(DATA PROVIDED)
+-------+

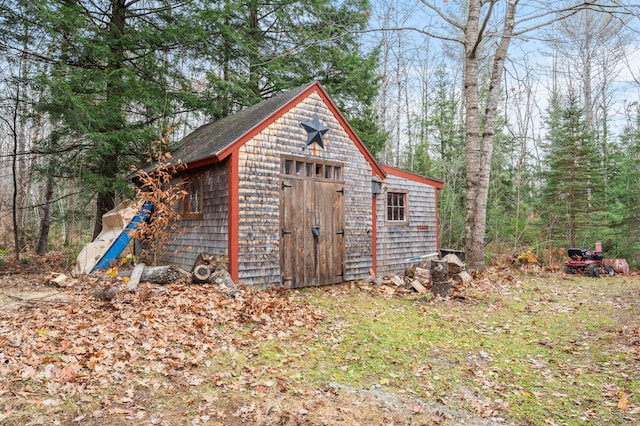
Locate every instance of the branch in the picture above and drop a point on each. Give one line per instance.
(421, 31)
(62, 197)
(442, 15)
(564, 13)
(484, 26)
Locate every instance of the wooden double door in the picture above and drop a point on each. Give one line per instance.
(312, 223)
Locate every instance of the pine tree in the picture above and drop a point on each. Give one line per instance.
(572, 202)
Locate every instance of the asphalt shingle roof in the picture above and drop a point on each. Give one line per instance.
(211, 139)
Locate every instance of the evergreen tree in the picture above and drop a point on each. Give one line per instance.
(256, 49)
(624, 197)
(572, 197)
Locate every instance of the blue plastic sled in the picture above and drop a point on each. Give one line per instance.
(123, 240)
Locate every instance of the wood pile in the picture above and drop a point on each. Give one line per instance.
(450, 273)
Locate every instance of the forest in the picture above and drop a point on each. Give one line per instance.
(527, 111)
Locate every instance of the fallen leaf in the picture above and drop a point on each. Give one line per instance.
(622, 402)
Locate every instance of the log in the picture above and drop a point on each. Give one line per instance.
(462, 277)
(422, 274)
(222, 279)
(440, 283)
(455, 264)
(136, 274)
(397, 281)
(57, 280)
(160, 274)
(417, 285)
(201, 274)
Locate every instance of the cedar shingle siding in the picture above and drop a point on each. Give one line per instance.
(208, 234)
(260, 186)
(398, 242)
(261, 137)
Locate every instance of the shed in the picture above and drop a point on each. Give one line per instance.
(290, 193)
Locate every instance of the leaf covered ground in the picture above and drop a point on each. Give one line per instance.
(511, 348)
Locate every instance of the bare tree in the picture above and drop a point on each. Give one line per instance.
(484, 30)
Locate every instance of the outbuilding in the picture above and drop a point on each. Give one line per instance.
(290, 193)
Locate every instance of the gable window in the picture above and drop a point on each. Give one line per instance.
(192, 203)
(397, 207)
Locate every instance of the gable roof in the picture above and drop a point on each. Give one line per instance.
(215, 141)
(438, 184)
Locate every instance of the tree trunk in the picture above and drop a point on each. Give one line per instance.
(480, 144)
(104, 203)
(440, 283)
(45, 221)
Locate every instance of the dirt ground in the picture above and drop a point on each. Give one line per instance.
(68, 359)
(57, 374)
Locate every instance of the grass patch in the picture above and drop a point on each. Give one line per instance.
(535, 350)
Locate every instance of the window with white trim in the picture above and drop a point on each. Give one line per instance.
(397, 206)
(192, 203)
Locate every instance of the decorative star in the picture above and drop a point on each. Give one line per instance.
(315, 130)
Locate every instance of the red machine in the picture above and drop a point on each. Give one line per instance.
(587, 262)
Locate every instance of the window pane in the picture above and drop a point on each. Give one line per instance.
(288, 164)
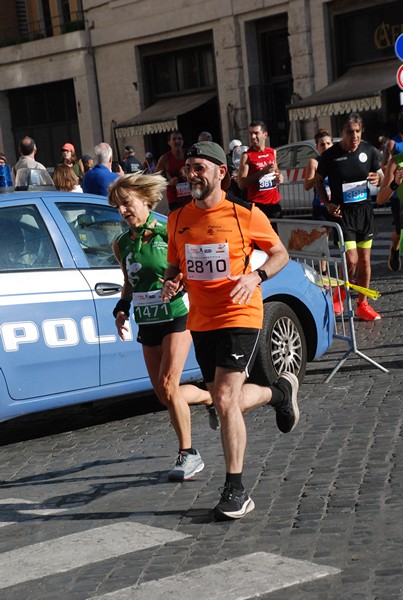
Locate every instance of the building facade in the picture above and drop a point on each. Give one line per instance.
(131, 71)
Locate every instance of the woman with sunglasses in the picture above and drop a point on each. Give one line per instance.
(141, 252)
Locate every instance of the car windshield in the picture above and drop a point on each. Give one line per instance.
(24, 240)
(95, 227)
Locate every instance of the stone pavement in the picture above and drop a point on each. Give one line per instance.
(330, 493)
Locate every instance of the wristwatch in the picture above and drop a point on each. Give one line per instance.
(262, 274)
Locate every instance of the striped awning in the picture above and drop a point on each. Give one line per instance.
(162, 116)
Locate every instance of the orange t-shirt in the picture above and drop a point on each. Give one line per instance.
(208, 246)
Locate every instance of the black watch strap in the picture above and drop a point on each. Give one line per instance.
(262, 274)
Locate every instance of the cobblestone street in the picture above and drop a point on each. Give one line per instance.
(329, 494)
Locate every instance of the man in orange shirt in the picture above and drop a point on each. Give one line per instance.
(210, 241)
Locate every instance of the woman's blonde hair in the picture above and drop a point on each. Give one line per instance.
(149, 188)
(64, 178)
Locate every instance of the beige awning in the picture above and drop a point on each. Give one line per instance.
(358, 90)
(162, 116)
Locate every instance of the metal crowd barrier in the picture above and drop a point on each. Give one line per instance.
(309, 242)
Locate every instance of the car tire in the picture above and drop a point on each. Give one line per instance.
(282, 345)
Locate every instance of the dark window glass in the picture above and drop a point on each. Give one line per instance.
(179, 71)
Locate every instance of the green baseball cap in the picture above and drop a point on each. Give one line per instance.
(212, 152)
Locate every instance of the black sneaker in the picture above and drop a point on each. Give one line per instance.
(287, 413)
(233, 504)
(394, 263)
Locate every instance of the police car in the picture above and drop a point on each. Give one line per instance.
(59, 282)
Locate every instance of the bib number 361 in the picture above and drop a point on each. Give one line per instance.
(207, 261)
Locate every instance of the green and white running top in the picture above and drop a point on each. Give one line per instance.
(145, 264)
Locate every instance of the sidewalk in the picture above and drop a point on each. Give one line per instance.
(330, 493)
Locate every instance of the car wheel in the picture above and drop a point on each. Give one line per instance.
(282, 345)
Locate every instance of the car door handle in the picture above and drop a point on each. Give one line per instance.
(107, 289)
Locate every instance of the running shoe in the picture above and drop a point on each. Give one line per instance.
(213, 419)
(339, 296)
(394, 263)
(287, 413)
(365, 312)
(186, 466)
(233, 504)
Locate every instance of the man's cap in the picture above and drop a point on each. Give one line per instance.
(208, 150)
(234, 144)
(212, 152)
(68, 146)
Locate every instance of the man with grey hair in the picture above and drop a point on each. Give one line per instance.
(98, 179)
(27, 148)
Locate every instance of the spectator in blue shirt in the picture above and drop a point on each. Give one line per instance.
(98, 179)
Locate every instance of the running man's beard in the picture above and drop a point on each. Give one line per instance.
(200, 192)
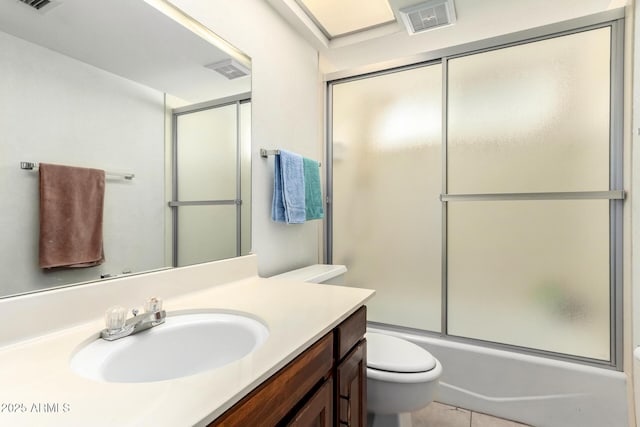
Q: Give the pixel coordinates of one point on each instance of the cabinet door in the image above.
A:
(351, 386)
(318, 411)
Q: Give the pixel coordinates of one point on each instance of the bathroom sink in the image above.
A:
(185, 344)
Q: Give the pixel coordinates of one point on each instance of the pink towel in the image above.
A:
(71, 209)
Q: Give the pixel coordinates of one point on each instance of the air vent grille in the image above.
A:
(36, 4)
(429, 15)
(229, 68)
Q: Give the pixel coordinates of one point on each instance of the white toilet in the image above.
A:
(402, 377)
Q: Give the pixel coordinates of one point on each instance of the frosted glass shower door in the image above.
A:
(207, 170)
(531, 271)
(387, 178)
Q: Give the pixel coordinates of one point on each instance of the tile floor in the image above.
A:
(440, 415)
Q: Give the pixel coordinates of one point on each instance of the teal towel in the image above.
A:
(312, 189)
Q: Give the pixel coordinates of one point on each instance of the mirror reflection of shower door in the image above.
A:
(210, 160)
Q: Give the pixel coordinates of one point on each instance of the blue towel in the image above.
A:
(288, 189)
(312, 190)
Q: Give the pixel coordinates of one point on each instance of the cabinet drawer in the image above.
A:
(271, 401)
(318, 411)
(349, 332)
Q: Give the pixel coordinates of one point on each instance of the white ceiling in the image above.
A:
(129, 38)
(476, 20)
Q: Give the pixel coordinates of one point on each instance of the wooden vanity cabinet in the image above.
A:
(324, 386)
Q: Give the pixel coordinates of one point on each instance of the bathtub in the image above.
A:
(533, 390)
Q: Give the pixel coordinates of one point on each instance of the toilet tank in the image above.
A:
(317, 273)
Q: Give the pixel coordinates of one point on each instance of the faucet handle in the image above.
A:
(115, 318)
(153, 305)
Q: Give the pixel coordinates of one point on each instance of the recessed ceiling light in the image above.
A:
(339, 17)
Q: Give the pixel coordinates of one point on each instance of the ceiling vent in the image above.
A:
(428, 15)
(230, 68)
(36, 4)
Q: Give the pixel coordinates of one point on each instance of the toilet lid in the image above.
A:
(387, 353)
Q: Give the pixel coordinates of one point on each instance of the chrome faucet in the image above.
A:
(118, 326)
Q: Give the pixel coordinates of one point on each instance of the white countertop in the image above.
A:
(37, 386)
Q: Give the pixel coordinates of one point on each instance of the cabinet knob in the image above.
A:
(347, 398)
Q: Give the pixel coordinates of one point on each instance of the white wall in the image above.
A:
(476, 20)
(285, 113)
(54, 109)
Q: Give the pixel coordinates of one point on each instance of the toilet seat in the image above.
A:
(389, 358)
(391, 354)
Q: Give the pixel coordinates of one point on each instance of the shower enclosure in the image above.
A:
(480, 194)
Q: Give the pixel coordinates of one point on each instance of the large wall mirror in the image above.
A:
(130, 87)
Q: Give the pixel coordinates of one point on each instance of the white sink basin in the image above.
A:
(185, 344)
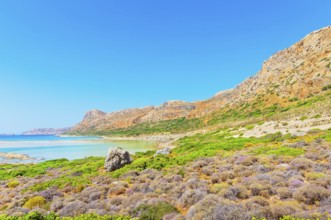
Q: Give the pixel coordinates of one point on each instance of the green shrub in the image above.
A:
(302, 118)
(279, 151)
(326, 87)
(52, 216)
(13, 184)
(249, 127)
(36, 201)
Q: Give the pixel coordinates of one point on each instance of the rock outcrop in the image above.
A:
(46, 131)
(116, 159)
(299, 71)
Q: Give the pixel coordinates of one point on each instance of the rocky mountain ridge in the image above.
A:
(46, 131)
(299, 71)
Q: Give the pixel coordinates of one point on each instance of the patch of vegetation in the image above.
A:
(52, 216)
(36, 201)
(278, 150)
(326, 87)
(302, 118)
(249, 127)
(154, 212)
(13, 184)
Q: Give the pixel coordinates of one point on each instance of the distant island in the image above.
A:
(46, 131)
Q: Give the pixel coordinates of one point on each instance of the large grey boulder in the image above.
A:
(165, 151)
(117, 158)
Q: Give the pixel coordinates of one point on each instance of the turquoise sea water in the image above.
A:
(47, 147)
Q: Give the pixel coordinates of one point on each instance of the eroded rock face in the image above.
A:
(117, 158)
(299, 71)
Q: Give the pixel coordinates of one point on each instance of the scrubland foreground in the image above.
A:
(208, 176)
(259, 151)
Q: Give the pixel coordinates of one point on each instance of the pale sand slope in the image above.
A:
(295, 126)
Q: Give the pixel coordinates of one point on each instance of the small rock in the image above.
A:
(116, 159)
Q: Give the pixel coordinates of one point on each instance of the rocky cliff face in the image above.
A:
(300, 71)
(46, 131)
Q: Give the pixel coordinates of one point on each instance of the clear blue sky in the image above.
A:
(59, 59)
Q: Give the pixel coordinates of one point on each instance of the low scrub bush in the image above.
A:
(36, 201)
(154, 212)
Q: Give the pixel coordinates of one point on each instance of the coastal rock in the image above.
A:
(298, 72)
(165, 151)
(117, 158)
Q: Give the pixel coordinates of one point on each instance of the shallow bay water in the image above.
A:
(48, 147)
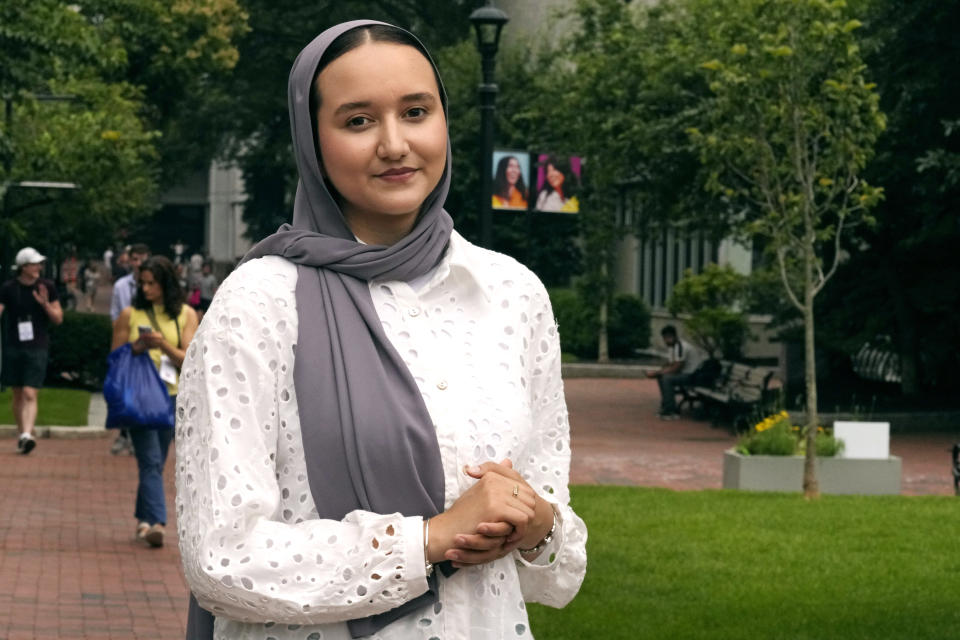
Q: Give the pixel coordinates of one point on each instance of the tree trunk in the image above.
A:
(603, 345)
(811, 488)
(603, 350)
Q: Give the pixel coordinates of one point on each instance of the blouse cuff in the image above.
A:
(413, 551)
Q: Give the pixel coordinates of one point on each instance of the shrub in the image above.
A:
(776, 436)
(628, 325)
(78, 350)
(715, 300)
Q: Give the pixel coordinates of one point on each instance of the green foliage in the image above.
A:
(254, 113)
(736, 565)
(578, 322)
(55, 407)
(131, 80)
(715, 300)
(775, 435)
(78, 350)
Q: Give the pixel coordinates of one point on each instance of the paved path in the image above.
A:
(69, 567)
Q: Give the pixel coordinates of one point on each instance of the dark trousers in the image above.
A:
(150, 446)
(668, 390)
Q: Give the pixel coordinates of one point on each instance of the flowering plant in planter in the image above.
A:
(776, 436)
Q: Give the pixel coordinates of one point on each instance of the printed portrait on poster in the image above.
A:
(511, 180)
(558, 183)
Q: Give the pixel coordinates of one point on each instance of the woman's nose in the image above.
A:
(393, 143)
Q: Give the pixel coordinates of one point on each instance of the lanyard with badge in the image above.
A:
(168, 371)
(24, 322)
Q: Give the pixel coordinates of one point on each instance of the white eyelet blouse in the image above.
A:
(479, 337)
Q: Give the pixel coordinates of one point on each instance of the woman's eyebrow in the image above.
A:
(422, 96)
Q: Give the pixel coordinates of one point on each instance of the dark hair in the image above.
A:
(500, 185)
(166, 276)
(139, 248)
(352, 39)
(561, 164)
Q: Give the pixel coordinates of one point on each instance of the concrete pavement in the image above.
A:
(70, 568)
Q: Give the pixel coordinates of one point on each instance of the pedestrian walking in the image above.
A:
(70, 279)
(372, 433)
(161, 323)
(208, 287)
(28, 306)
(124, 291)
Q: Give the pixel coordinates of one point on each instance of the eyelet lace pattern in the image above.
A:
(478, 335)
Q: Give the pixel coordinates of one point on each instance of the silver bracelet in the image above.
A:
(428, 566)
(547, 539)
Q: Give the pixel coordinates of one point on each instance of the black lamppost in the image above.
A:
(487, 21)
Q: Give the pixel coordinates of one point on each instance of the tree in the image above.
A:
(906, 280)
(613, 91)
(254, 115)
(787, 134)
(716, 301)
(121, 72)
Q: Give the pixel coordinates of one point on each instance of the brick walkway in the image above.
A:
(69, 567)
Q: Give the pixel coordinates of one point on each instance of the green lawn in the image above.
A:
(58, 407)
(727, 564)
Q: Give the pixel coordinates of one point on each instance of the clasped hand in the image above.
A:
(488, 521)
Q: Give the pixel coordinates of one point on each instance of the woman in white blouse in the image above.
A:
(370, 396)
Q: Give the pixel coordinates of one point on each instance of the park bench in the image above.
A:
(738, 394)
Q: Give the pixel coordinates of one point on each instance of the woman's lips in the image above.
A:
(397, 175)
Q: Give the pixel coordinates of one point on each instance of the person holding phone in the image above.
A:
(372, 438)
(162, 324)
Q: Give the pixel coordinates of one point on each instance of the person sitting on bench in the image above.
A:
(684, 359)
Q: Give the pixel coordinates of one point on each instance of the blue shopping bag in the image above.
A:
(135, 394)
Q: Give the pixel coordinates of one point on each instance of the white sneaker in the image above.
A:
(26, 444)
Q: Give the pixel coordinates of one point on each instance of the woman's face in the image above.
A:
(382, 133)
(513, 171)
(554, 177)
(152, 290)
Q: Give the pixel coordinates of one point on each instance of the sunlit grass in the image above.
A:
(56, 407)
(727, 564)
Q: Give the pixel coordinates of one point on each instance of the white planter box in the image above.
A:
(861, 476)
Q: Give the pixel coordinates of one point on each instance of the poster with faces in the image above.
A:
(511, 180)
(558, 179)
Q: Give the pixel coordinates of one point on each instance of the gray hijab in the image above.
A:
(368, 439)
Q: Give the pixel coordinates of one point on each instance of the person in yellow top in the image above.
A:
(161, 323)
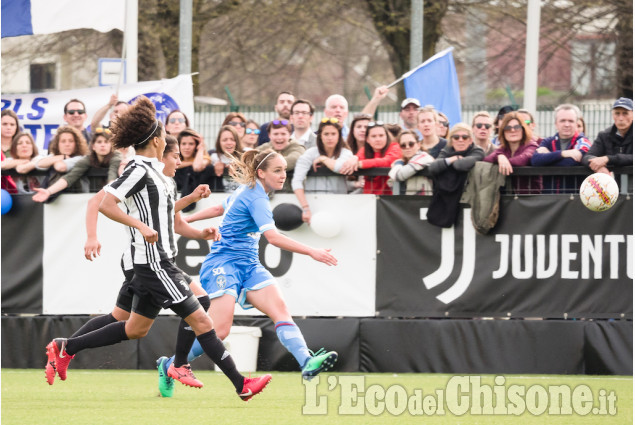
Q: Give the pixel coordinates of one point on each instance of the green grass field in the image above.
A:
(131, 397)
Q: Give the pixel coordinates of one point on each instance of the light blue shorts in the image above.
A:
(220, 276)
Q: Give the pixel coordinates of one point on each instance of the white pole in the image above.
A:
(416, 33)
(132, 36)
(185, 37)
(531, 55)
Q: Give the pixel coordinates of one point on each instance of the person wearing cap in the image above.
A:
(565, 149)
(613, 146)
(408, 113)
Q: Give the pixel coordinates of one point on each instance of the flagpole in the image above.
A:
(407, 74)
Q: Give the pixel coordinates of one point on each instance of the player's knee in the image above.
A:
(136, 333)
(222, 331)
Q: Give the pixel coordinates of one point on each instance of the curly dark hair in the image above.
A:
(137, 126)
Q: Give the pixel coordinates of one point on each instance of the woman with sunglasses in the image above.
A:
(236, 120)
(250, 139)
(330, 152)
(228, 150)
(412, 161)
(428, 122)
(10, 128)
(449, 173)
(175, 122)
(101, 156)
(356, 140)
(516, 149)
(379, 152)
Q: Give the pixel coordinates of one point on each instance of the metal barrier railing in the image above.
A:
(623, 177)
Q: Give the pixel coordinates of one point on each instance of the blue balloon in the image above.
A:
(6, 202)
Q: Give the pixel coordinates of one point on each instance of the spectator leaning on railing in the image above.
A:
(613, 146)
(565, 149)
(516, 150)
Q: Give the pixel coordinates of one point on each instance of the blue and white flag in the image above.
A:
(435, 83)
(28, 17)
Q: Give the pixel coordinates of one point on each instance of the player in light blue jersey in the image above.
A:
(232, 272)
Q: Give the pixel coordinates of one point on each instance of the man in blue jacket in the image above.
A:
(565, 149)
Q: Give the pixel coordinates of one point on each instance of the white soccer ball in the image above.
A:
(599, 192)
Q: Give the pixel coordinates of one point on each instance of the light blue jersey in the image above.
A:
(232, 266)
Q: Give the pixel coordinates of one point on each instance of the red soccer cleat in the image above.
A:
(253, 386)
(58, 360)
(184, 375)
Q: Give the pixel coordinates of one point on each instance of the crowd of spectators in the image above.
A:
(420, 152)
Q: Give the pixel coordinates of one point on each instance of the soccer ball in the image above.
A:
(599, 192)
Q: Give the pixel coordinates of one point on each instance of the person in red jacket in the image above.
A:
(380, 151)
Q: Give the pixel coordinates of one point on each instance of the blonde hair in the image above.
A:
(459, 127)
(484, 114)
(245, 169)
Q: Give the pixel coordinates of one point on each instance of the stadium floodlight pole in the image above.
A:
(185, 37)
(416, 32)
(531, 55)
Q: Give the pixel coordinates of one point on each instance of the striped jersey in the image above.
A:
(247, 215)
(149, 196)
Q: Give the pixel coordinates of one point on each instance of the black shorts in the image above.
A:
(161, 285)
(124, 299)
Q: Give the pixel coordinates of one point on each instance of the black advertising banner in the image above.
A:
(548, 256)
(22, 248)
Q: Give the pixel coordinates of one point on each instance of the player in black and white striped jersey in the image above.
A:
(149, 201)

+-------+

(ASSIGNMENT)
Gather each line of the records holding the string "shower".

(TASK OUTPUT)
Q: Give the pixel coordinates of one point on each instance of the frosted glass shower door in the image above.
Q: Give the pixel coordinates of one point on each instance of the mirror reflection of shower door in the image above.
Q: Give the pixel coordinates of one point on each instance of the shower enclosure in the image above.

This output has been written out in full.